--- INSTRUÇÕES DAS TAREFAS ---
**a.** Copie do texto sobre Leslie Swan o trecho entre "Ela ingressou na" e "é mais lembrada.", inclusive.
**b.** Quantas linhas dos registros contêm a palavra "that"? Responda apenas com o número.

--- FONTE ---
%%
Leslie Swan sempre revelou que não é exatamente a melhor em autopromoção, mas não precisa se preocupar, pois suas credenciais falam por si mesmas. Ao longo de seus 28 anos na Nintendo, ela se tornou uma peça chave em diversos jogos como gerente de localização, contribuindo para quase todos os títulos principais da série Zelda, desde "Majora’s Mask" até "Majora’s Mask 3D", e também em jogos como "Animal Crossing" e "WarioWare".
Ela ingressou na Nintendo of America em 1988, numa época em que a empresa ainda era predominantemente umposto de marketing e distribuição para seus proprietários japoneses. Começou realizando alguns trabalhos de edição esporádicos e, eventualmente, se juntou à equipe da Nintendo Power como escritora e editora. Foi ali que assumiu uma gama de responsabilidades, desde organizar competições malucas da revista até escrever sobre os lançamentos mais recentes, além de trabalhar na adaptação da história em quadrinhos de "Super Mario Adventures". Contudo, isso não é exatamente a razão pela qual ela é mais lembrada.
A maioria das pessoas a conhece como a voz de Princesa Peach em "Super Mario 64", um trabalho que aconteceu quase que por acaso, por ser a única mulher de fala inglesa na equipe da EAD da Nintendo na época. Recentemente, tivemos a oportunidade de conversar com Swan para explorar mais sobre sua carreira notável na Nintendo, desde como ela entrou na empresa até como a Princesa Peach ajudou "Animal Crossing" a atravessar o difícil caminho rumo à comunidade ocidental. Confira o bate-papo que tivemos abaixo (com pequenas edições para clareza e extensão):
Retrogamer Brasil: Para começar, adoraria saber, como você conseguiu o emprego na Nintendo?
Swan: Eu era professora de inglês em uma escola de um pequeno povoado. Acabei de me casar e meu marido e eu nos mudamos para a área de Seattle após o início do ano letivo. Precisava de um emprego temporário até o processo de contratação do próximo ano. Enquanto buscava por trabalhos, vi um anúncio da Nintendo e pensei: "Vou conferir isso". Fui até lá, e eles me ofereceram um trabalho no serviço ao consumidor. Na primeira semana, nós, novos contratados, ficamos sentados em uma mesa jogando Zelda por cerca de uma semana porque queriam se certificar de que conseguíamos jogar um vídeo game. Essa foi minha introdução, meu primeiro contato com a Nintendo.
%%
--- Itens de um conjunto de dados ---
%%
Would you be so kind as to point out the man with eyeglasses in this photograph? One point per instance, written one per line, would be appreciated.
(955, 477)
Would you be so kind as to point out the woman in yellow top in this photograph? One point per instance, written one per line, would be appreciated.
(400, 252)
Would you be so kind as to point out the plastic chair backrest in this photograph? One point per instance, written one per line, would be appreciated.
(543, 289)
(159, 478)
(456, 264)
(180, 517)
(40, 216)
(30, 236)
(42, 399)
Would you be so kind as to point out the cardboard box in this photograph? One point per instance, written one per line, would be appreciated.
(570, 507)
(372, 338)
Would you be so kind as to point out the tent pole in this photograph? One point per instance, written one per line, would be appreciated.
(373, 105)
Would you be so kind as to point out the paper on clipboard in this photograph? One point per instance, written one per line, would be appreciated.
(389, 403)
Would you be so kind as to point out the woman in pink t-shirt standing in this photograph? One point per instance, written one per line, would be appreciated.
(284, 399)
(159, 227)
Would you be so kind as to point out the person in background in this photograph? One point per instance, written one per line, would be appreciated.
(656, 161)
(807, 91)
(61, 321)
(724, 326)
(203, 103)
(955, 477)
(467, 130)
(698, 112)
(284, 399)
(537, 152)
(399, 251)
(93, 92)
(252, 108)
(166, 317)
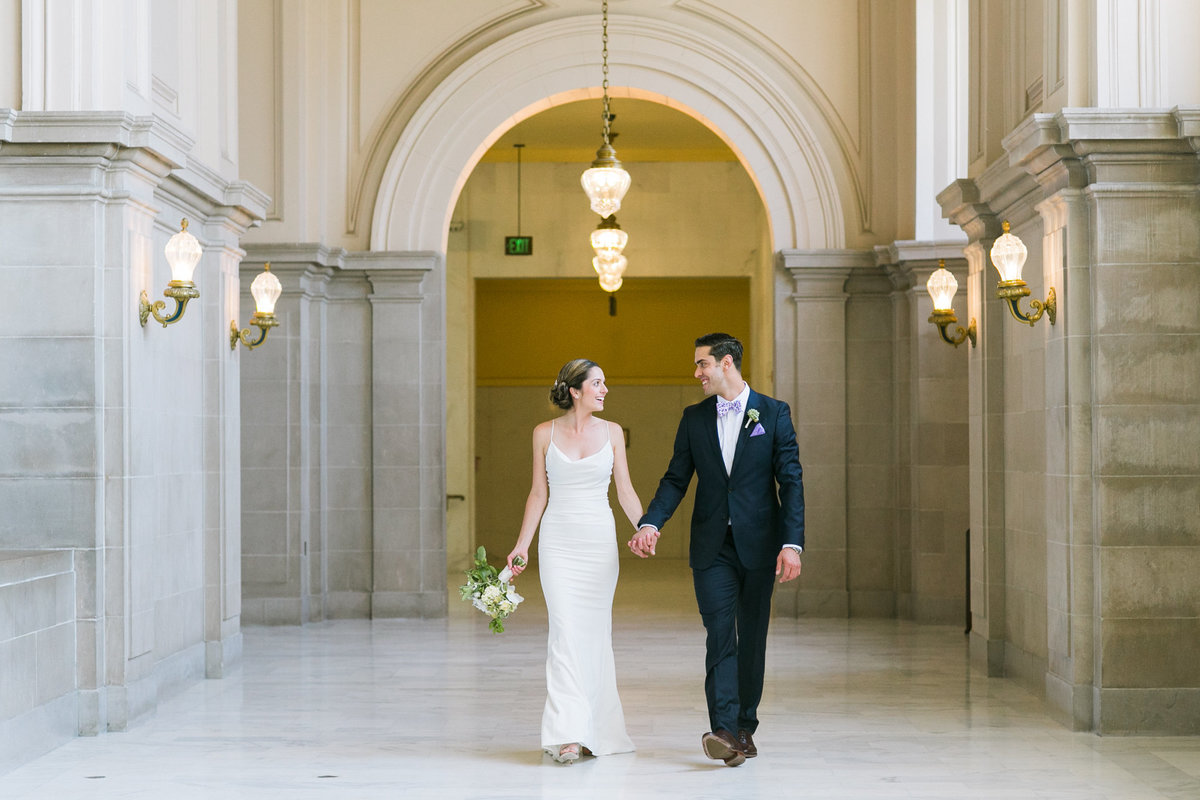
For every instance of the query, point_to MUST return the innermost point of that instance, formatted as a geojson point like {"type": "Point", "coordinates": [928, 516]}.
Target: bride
{"type": "Point", "coordinates": [573, 459]}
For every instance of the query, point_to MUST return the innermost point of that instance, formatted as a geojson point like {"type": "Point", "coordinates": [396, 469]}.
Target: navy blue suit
{"type": "Point", "coordinates": [738, 525]}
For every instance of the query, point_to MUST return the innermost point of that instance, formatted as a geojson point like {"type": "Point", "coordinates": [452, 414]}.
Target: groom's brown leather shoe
{"type": "Point", "coordinates": [724, 746]}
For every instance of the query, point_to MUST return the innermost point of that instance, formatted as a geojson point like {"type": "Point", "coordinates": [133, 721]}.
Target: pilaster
{"type": "Point", "coordinates": [408, 417]}
{"type": "Point", "coordinates": [817, 396]}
%%
--- RESULTADOS ---
**a.**
Ela ingressou na Nintendo of America em 1988, numa época em que a empresa ainda era predominantemente umposto de marketing e distribuição para seus proprietários japoneses. Começou realizando alguns trabalhos de edição esporádicos e, eventualmente, se juntou à equipe da Nintendo Power como escritora e editora. Foi ali que assumiu uma gama de responsabilidades, desde organizar competições malucas da revista até escrever sobre os lançamentos mais recentes, além de trabalhar na adaptação da história em quadrinhos de "Super Mario Adventures". Contudo, isso não é exatamente a razão pela qual ela é mais lembrada.

**b.** 4